§ **WHAT THIS TASK INVOLVES**
Leave the pictures behind and repeat all the entries exactly.

_ _ _ _ _ _ _

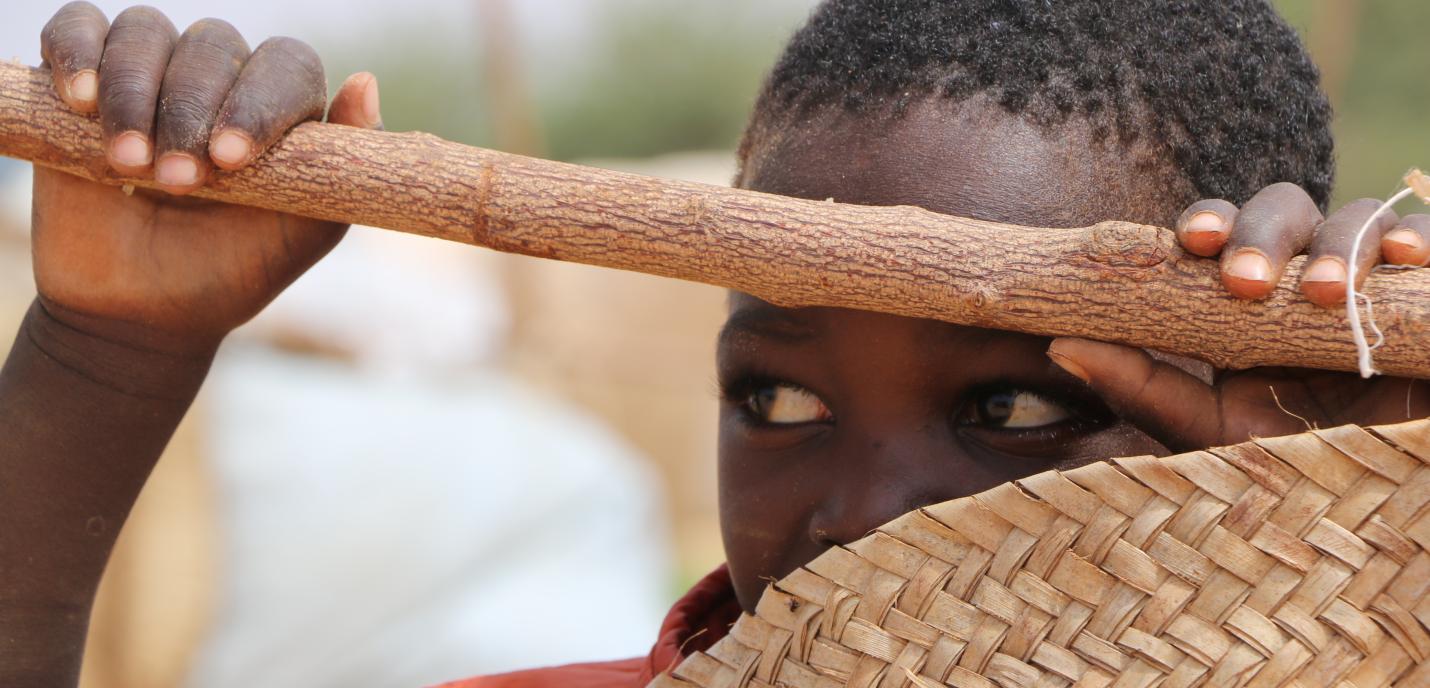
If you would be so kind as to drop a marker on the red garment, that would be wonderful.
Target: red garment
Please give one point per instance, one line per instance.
(698, 620)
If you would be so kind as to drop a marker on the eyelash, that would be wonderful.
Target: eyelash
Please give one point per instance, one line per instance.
(738, 391)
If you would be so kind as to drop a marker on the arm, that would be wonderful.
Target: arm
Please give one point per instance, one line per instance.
(83, 422)
(136, 293)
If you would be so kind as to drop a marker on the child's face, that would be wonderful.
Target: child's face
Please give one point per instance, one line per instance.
(838, 421)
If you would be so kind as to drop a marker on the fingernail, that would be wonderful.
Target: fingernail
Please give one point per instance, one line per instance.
(371, 107)
(130, 149)
(176, 169)
(1206, 220)
(1071, 366)
(230, 148)
(85, 86)
(1250, 266)
(1404, 246)
(1324, 269)
(1407, 238)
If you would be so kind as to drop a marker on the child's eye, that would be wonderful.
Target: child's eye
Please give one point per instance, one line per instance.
(1014, 409)
(784, 404)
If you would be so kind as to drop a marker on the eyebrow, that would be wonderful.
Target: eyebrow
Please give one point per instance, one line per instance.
(765, 322)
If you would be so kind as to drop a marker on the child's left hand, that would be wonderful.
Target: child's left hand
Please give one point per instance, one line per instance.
(1256, 242)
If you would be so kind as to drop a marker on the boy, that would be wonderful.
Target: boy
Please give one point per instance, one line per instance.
(834, 421)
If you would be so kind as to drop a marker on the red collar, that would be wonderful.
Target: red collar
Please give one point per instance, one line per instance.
(697, 621)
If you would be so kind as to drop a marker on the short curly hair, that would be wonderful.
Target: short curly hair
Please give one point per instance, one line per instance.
(1223, 89)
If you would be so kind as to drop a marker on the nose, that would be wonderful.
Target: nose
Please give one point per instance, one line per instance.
(881, 479)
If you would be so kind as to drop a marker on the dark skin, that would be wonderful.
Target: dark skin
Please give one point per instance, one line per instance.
(838, 421)
(835, 421)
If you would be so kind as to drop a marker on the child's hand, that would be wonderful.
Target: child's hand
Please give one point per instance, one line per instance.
(1184, 412)
(159, 271)
(1280, 222)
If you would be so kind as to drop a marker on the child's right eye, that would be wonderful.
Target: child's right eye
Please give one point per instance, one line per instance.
(784, 404)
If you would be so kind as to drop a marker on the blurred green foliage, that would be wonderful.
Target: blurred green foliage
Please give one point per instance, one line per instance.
(654, 76)
(1380, 113)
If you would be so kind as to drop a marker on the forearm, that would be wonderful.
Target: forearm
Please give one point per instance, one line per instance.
(82, 424)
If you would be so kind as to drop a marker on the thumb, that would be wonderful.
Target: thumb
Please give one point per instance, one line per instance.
(1169, 404)
(356, 103)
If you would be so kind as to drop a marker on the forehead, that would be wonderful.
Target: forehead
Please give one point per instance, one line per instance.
(970, 159)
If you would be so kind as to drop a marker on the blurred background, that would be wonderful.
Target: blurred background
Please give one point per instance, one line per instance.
(426, 461)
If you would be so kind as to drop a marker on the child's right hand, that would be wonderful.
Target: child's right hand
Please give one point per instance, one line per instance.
(155, 269)
(1254, 245)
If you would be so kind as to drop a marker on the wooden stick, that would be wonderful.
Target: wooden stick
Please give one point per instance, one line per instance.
(1113, 281)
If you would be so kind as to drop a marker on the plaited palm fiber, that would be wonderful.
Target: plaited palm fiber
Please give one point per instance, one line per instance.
(1297, 561)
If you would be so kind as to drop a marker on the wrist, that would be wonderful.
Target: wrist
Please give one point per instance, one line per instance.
(120, 364)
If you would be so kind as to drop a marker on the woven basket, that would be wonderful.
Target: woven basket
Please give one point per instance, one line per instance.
(1297, 561)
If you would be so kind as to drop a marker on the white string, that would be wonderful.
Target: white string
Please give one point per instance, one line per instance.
(1353, 298)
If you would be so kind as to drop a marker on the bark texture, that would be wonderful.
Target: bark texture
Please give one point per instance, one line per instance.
(1114, 281)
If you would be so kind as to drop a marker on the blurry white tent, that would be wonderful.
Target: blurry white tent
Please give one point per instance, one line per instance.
(396, 512)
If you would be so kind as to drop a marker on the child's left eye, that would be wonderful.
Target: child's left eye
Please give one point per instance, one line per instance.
(1014, 409)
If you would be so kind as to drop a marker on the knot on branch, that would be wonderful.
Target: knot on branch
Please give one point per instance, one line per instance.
(1127, 248)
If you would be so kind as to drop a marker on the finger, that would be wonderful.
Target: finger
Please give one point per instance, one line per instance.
(356, 103)
(1324, 278)
(205, 66)
(1273, 226)
(1169, 404)
(280, 86)
(130, 72)
(72, 43)
(1204, 226)
(1409, 243)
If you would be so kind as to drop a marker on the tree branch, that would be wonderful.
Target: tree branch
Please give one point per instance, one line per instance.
(1114, 281)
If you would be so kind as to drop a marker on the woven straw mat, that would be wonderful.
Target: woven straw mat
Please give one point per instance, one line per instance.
(1297, 561)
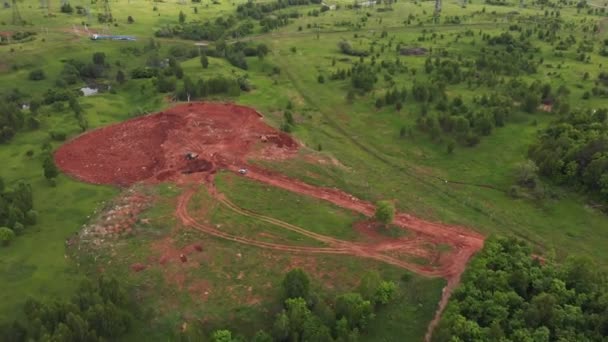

_ _ _ _ _ _ _

§ **ANSWER SECTION**
If you would be so kind as to drop a marker on the red garment, that would be wonderful.
Target: red garment
Please give one point per instance, one line per instance.
(698, 620)
If you would be so kind as to drop a marker on the eyelash, that would be wonderful.
Target: eyelash
Please give one point per instance, one line per instance.
(738, 391)
If you would be so kind as to drop a marker on the arm, that would be wonderful.
Target: arm
Please give one point per instance, one line per instance.
(83, 422)
(136, 293)
If you would be so kind as to drop a marker on the child's face, that would be wonderful.
Target: child's face
Please give one point per instance, one line per instance.
(838, 421)
If you would be so kind as to drop a marker on the fingernail, that would be wonderful.
Target: fingernail
Please give one point per instance, one line per instance.
(371, 107)
(130, 149)
(176, 169)
(1206, 220)
(1071, 366)
(230, 148)
(85, 86)
(1250, 266)
(1404, 246)
(1324, 269)
(1407, 238)
If you would be so kind as to drop a marker on the child's eye, that would be wonderful.
Target: child's eye
Please give one point per instance, one line per instance.
(1014, 409)
(784, 404)
If you would be so kind as to drop a marker on the eyebrow, that would be wonderful.
Target: eyebrow
Please give one point per instance, one line per instance.
(765, 322)
If you would be so kind as to drop a marker on the child's left hand, that would be wonderful.
Target: child's left hand
Please give one point per instance, one line per instance.
(1256, 242)
If you would be so kind as to drop a marker on the boy, that would be wonderful.
Target: boy
Please give one point per instance, one line per instance.
(834, 421)
If you would be so kind as to drop a marker on the red collar, that would be wonderful.
Target: red collar
Please give one point per instance, one line per instance.
(697, 621)
If you would be so kind as to drop a marker on the short curly hair, that would be wonderful.
Target: short curly hair
Please give one point per instance, one line per instance.
(1223, 89)
If you would be so kind as to drop a marker on the nose, that would be wonderful.
Target: nose
Please give one point per instance, one line per instance.
(881, 479)
If you would be so kind as to drop a marker on the dark skin, that would be wonderful.
Target: dark skin
Please give one point per instance, one line per instance.
(838, 421)
(835, 421)
If you would be so kind as to drop a marker on the child's hand, that would be wonderful.
Target: child's hand
Please give one point per instance, one line per instance.
(1184, 412)
(159, 271)
(1280, 222)
If you would be so kind as to drop a marker on the child's right eye, that would be wonderful.
Target: child's right eye
Please give one point per instance, one line per instance.
(784, 404)
If you would be so kind as to drop a marker on the blurred green foliage, that would be wonderful.
Target: blurred green foliage
Please give one point per instance, one line per instance.
(654, 76)
(1380, 113)
If you would be so kind as to drop a marker on the forearm, that would be wonderful.
Target: forearm
Please give one point per instance, one line per instance.
(82, 424)
If you would be so kind as to drop a marker on the thumb, that would be wonderful.
Target: thumb
Please give one point per instance, one line per instance.
(1169, 404)
(356, 103)
If you would be so kind as to drop a marker on the forehead, that would be wonderful.
Target: forehead
Please give one point per instance, one line per instance.
(970, 159)
If you would be so kind as to drop a marker on the blurred background, that would be wonderful.
Target: blurred background
Please give one point per instance, one line per instance.
(426, 461)
If you would be so kind as to drop a marker on the child's right hand, that would be wonderful.
Target: child's right hand
Please give one point per instance, one line per instance.
(155, 269)
(1254, 245)
If you would be so kind as to drop a marker on the wooden stick, that would be wonderful.
Target: wooden stick
Please give one point per instance, one line per instance.
(1113, 281)
If you would be so kind as to drop a marker on the plaited palm fiber, that would be wonderful.
Target: plaited palm fiber
Please give one point per instance, one line per instance.
(1297, 561)
If you would be so kind as to drop a marker on the wrist, that would be wonderful.
Target: wrist
Please give one point per instance, one line per instance.
(120, 364)
If you would be so kind as to drop a marker on the woven basket, that would be wonderful.
Target: woven basket
Please give one point per instance, one line per instance.
(1297, 561)
If you would be so kind as to drop a marker on the white string, that would be wonderful.
Target: white string
Please give one point per instance, one line per instance.
(1353, 298)
If you would be so kind as to drop a marker on the bark texture, that would be wonderful.
Target: bark texture
Please give one point per instance, one line per instance.
(1114, 281)
If you would be so kind as to drop a marker on the blurry white tent, that would be wonderful.
Target: blurry white tent
Please give one point per instance, one line per instance.
(396, 512)
If you would be so kind as to drop a marker on the child's left eye, that would be wonderful.
Target: child's left eye
Please give one point per instance, one line per instance.
(1014, 409)
If you would be so kind as to drop a marker on the knot on branch, that would be wonderful.
Target: knot on branch
Please give one point per instance, one line per instance.
(1127, 248)
If you would be so kind as to drop a marker on the finger, that would be wonderful.
Target: finger
Please give one point per instance, one line per instance.
(356, 103)
(1324, 278)
(205, 66)
(1273, 226)
(1169, 404)
(280, 86)
(130, 72)
(72, 43)
(1204, 226)
(1409, 243)
If you would be so kind as to drop a marker on the tree branch, that would be wonderful.
Target: tree branch
Please give one point per instance, one line per instance.
(1114, 281)
If you would be so kind as to drop a marker on the woven straw mat, that would be wonderful.
Target: woven straw mat
Please give one point per instance, one line per instance.
(1297, 561)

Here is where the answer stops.